# Supplied text:
One option annual simulation software can have is to size equipment based on a weather file. Because most weather files intend to represent typical weather, sizing equipment only using this type of weather file may result in undersized equipment, with a significant number of days each year when the equipment fails to meet temperature setpoints in the spaces during the actual operation of the building. Some weather files may actually include peak temperatures that exceed the design conditions, leading to oversizing. The differences are due to the data selection for a weather file being “typical” does not match the selection process for data used in establishing the design condition. Some extreme weather files have been developed for specific locations that are more representative of design conditions.

Timing of Loads and Sizing

For most buildings, not all thermal zones are likely to have peak loads occurring simultaneously. Instead, the timing of peak loads often depends on the facade of a building that the zone is near and especially the size and orientation of windows in the zone. For buildings that use individual packaged DX systems serving each zone, the timing differences between the peak loads do not matter. Each packaged system needs to be sized to match the peak for each zone, including the sensible and latent cooling and heating capacities and the fan size.

For buildings using centralized systems that serve multiple zones, the timing of peak for each zone can impact the sizing of central components such as fans, pumps, chillers, boilers, cooling towers, and heat recovery systems. Instead of simply adding up the peak loads for each zone, the coincident peak of those loads is the largest sum of those loads at a specific time. This is often significantly smaller than the sum of the individual zone peak loads occurring at different times. These coincident loads are sometimes called block loads since they represent the peak load for a block of zones. The sizing of zone level components such as nominal and minimum airflow rates and zone-level heating and cooling coils or systems should still use the peak loads for that zone.

Many simulation software applications allow different assumptions to be used when performing heating and cooling sizing calculations such as schedule multipliers and nominal internal gains for plug loads and occupancy. This allows the modeler to consider cases in which the peak heating or cooling loads may occur with different numbers of occupants in a building or plug loads. The owner may specify the internal gains and other conditions for sizing equipment that are different than during typical operation. Care must be taken since the point of equipment sizing is to estimate the heating or cooling capacities that can maintain a specific set point for occupant comfort. For example, assuming no occupants are present in a zone when the peak heating load is computed is inconsistent with the need to maintain comfort since, without people, the temperature probably doesn’t matter (except perhaps for freeze protection). On the other hand, a big box retail store might have a sale on one of the hottest days of the year, which means its occupancy level could be much higher on a cooling design day.

Sizing During Design Process

Load calculations may be performed multiple times during the design process. During schematic design, when only the broad parameters of the building are fully understood, the load calculations will help the design team understand the rough size of equipment needed and help in selecting the type of system that might be considered for the design. Often, these sizes will be used to understand the cost impacts for the overall design as well as for different system configurations. Later, during design development, much more is understood about the details of the building, and load calculations are used to select the sizes of all the HVAC components. It is essential to know that the level of detail needed for the rough sizing during schematic design differs from the level of detail necessary for selecting actual equipment sizes during design development.

# Data shown:
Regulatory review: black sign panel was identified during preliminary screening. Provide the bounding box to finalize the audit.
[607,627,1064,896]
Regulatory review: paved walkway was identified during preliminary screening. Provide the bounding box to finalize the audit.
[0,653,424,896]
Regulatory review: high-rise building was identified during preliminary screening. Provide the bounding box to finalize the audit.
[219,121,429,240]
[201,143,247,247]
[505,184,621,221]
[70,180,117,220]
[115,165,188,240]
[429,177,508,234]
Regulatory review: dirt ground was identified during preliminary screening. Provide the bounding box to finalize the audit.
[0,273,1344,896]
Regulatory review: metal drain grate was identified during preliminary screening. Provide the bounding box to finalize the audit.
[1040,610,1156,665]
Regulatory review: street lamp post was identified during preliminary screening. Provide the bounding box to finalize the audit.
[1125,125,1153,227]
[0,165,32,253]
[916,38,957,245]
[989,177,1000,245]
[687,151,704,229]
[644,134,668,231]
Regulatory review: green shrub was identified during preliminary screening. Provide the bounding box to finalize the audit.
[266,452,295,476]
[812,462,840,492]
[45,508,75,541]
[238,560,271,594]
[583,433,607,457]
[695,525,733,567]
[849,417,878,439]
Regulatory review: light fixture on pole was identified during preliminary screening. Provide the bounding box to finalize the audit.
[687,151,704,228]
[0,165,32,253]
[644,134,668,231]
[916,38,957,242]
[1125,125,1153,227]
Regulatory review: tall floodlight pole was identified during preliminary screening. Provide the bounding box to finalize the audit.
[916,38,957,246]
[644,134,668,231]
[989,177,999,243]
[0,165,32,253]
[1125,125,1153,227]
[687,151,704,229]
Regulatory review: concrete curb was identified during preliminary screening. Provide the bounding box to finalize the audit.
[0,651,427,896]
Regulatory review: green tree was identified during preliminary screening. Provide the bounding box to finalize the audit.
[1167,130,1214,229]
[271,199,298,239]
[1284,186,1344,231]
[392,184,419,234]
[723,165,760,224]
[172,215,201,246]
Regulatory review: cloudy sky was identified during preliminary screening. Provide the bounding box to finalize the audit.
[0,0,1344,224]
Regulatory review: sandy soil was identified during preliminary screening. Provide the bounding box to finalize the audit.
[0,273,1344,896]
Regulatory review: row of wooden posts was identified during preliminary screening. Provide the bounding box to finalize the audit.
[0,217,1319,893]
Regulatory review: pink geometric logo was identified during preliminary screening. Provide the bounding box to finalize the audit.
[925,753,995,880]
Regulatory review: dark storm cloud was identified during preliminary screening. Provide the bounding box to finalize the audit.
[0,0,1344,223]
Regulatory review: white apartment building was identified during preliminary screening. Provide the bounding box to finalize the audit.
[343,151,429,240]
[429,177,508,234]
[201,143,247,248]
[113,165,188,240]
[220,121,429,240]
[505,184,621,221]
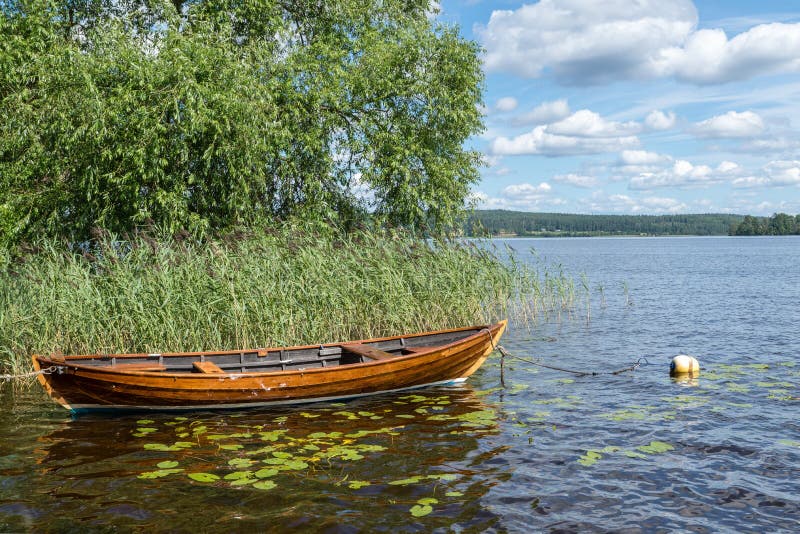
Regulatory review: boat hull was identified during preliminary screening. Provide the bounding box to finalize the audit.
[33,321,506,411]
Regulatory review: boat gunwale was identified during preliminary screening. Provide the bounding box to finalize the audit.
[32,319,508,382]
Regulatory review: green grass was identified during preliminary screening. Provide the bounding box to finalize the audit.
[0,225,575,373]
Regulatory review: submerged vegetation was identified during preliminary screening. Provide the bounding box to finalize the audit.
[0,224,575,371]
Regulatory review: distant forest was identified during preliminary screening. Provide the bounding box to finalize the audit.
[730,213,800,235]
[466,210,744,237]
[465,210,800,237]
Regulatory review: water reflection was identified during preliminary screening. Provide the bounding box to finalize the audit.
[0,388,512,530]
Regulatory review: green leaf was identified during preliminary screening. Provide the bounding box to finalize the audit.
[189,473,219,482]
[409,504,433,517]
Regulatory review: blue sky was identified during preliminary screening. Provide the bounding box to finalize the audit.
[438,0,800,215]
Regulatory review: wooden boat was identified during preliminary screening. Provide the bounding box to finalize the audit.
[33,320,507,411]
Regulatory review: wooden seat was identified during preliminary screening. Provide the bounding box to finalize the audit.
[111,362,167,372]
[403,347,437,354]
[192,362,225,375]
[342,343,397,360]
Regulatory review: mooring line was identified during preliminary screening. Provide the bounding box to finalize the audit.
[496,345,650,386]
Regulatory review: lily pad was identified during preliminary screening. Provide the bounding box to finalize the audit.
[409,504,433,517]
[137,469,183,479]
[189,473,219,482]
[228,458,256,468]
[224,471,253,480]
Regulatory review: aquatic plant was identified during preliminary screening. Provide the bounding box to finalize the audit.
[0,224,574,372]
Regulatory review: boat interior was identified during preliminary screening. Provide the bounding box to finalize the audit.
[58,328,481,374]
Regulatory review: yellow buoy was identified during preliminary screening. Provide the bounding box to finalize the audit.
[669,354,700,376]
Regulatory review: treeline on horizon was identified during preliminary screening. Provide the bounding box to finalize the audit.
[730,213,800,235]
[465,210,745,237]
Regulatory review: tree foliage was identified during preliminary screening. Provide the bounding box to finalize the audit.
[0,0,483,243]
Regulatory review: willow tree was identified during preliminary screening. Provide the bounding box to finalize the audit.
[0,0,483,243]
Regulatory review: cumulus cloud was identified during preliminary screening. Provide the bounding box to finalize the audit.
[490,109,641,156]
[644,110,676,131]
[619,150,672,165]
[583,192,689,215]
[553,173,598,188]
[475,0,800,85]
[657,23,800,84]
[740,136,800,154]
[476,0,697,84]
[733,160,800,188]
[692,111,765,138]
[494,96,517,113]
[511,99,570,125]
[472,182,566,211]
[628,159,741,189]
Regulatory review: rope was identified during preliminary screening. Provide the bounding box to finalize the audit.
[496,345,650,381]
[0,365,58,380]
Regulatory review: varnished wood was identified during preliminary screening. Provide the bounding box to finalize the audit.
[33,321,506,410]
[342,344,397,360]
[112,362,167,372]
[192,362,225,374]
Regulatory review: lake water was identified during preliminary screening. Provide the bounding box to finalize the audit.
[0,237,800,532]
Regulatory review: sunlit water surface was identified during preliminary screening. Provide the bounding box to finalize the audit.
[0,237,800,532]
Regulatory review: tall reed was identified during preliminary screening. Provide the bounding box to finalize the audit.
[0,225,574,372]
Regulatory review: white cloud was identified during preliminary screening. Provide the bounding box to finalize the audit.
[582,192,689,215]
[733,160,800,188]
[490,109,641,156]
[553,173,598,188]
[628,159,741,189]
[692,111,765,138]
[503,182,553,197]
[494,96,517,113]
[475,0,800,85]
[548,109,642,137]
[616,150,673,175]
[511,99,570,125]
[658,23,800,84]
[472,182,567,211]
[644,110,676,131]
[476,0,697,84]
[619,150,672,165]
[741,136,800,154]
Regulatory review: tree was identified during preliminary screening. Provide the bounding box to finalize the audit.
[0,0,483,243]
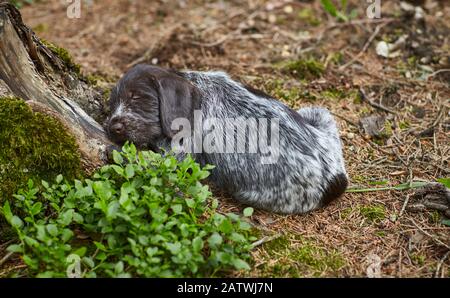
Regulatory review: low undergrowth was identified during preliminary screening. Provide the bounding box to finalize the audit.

---

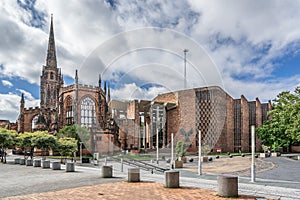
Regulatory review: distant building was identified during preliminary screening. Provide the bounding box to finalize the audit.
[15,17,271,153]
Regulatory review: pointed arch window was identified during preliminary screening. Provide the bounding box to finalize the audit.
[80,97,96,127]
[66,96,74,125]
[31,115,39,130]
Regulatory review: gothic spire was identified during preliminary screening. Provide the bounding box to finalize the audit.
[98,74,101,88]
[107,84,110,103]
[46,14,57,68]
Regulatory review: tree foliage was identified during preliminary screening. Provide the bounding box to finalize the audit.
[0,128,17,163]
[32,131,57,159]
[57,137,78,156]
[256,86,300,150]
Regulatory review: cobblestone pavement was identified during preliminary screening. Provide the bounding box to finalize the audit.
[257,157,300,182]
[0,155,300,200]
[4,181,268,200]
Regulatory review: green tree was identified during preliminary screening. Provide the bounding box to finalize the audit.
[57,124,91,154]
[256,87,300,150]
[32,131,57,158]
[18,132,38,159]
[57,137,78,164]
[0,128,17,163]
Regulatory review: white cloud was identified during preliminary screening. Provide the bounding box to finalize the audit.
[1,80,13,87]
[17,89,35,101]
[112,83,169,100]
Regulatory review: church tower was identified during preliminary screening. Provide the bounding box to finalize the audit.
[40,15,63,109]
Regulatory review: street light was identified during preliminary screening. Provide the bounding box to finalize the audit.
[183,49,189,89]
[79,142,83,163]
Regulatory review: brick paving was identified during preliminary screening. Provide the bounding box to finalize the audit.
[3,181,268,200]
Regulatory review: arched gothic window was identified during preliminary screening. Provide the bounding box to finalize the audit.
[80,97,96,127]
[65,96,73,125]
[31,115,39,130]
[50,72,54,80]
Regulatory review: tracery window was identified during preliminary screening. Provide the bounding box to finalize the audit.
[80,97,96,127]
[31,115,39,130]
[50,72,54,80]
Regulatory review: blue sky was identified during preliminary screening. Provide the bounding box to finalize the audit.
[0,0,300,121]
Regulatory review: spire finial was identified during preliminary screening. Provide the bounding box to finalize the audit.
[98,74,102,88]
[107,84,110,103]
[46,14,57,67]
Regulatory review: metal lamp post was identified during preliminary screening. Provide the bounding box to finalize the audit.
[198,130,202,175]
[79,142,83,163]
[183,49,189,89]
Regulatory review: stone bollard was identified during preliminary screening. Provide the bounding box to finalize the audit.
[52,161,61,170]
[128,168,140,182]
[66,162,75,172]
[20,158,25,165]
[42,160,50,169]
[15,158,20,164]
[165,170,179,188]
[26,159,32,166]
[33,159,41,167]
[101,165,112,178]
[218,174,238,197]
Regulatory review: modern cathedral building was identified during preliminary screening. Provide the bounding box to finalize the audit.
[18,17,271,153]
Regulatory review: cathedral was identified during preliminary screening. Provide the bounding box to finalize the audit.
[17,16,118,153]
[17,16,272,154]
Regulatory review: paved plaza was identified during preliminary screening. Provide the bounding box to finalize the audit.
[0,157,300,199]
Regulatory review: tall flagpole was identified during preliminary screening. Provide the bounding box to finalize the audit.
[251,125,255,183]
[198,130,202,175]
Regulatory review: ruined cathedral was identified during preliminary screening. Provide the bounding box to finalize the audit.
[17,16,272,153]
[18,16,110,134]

# Goals:
- a) Answer these questions using the equipment sizing text, giving one answer per line marked the same way:
(i) What can result from sizing equipment using only a weather file meant to represent typical weather?
(ii) What are coincident loads sometimes called?
(iii) In which stage of design are load calculations used to select the sizes of all the HVAC components?
- b) Carry on the equipment sizing text from the point where it ends.

# Expected answers:
- a)
(i) Undersized equipment, with a significant number of days each year when the equipment fails to meet temperature setpoints in the spaces during actual operation of the building.
(ii) Block loads.
(iii) Design development.

- b)
It would be surprising if the equipment sizing for a building performed by two software applications ever matched, such as between dedicated sizing software and an annual simulation program. Even assuming that the algorithms are the same or closely related (such as heat balance and radiant time series), many assumptions may be different. As a modeler, it is good to note the differences and try to understand the pattern. If the simulation software is regularly 5% smaller on all cooling coils compared to the sizing results from dedicated sizing software, then the differences in assumptions are probably the cause. Changes to this pattern may indicate assumptions that should be updated by either the modeler or design engineer. For example, if all cooling coils are 5% smaller than the annual model, then one cooling coil is 10% higher, which may indicate different assumptions for the zone associated with that cooling coil. It might be worth discussing with the rest of the design team to make sure that consistent assumptions are being used. Another case worth discussing with the design team is when the annual simulation loads reach the capacity of the equipment, especially for cooling equipment. This may indicate equipment that is undersized, and it is worth alerting the design team and being prepared to discuss the outdoor conditions when those equipment loads occur.

Output Reporting

Typical outputs from software include:

• Peak loads
• Breakdown of peak load contributions
• Equipment sizing results

The peak loads include the results of the loads for each thermal zone as well as the simultaneous peak loads of groups of zones that are served by a common air handler, by centralized plant, or for the entire building. These loads include the immediate gains from occupants, plug loads, and convection gains, plus the delayed impacts of the radiant components of internal gains and solar loads and gains through the building envelope. These loads are often expressed as loads per area or per person and often include the airflow and outdoor airflow that occur at the same time. The conditions of the zone, including the temperature and humidity ratio when the peak load is experienced, can help provide an understanding of how the equipment is sized for the peak time.

The components of the peak heating and peak cooling loads for each thermal zone as well as during simultaneous peaks of multiple zones can be a good indicator for the modeler of how different aspects of the model are impacting the sizing. These components often include heat from:

• Occupants
• Lighting and equipment
• Infiltration
• Exterior walls, roofs, and other surfaces
• Underground floors and walls
• Fenestration conduction and solar
• Interior partitions, etc.

They are usually expressed as sensible and latent components and may even indicate the portion of each that is instantaneous versus delayed.

Finally, equipment sizing information is provided by most software that includes:

• Airflow and minimum airflow fraction for air terminal unit
• Heat and cooling capacity of terminals or equipment serving the zone
• Baseboard capacity
• Air handling unit air flow and heating and cooling capacity
• Water flow rates for heating and cooling coils
• Fan air flow volume and minimum turn down
• Water loop capacity and pump flow rates
• Chiller, boiler, cooling tower and other central equipment capacities and flow rates

These capacities and flow rates are often reported when sized automatically by the software and when manually sized and entered by the modeler.

References

Chapter 14 of the ASHRAE Handbook of Fundamental “Climatic Design Conditions” (2021 - revised)

Chapter 17 of the ASHRAE Handbook of Fundamentals “Residential Cooling and Heating Load Calculations” (2021 - revised)

Chapter 18 of the ASHRAE Handbook of Fundamentals “Nonresidential Cooling and Heating Load Calculations”(2021 - revised)

Chapter 19 of the ASHRAE Handbook of Fundamentals “Energy Estimating and Modeling Methods” (2021 - revised)

Load Calculation Applications Manual. Jeff Spitler. ASHRAE. 2014.

ASHRAE Toolkit for Load Calculation - Pedersen, C.O., R.J Liesen, R.K. Strand, D.E. Fisher, L. Dong, P.G. Ellis, 2001.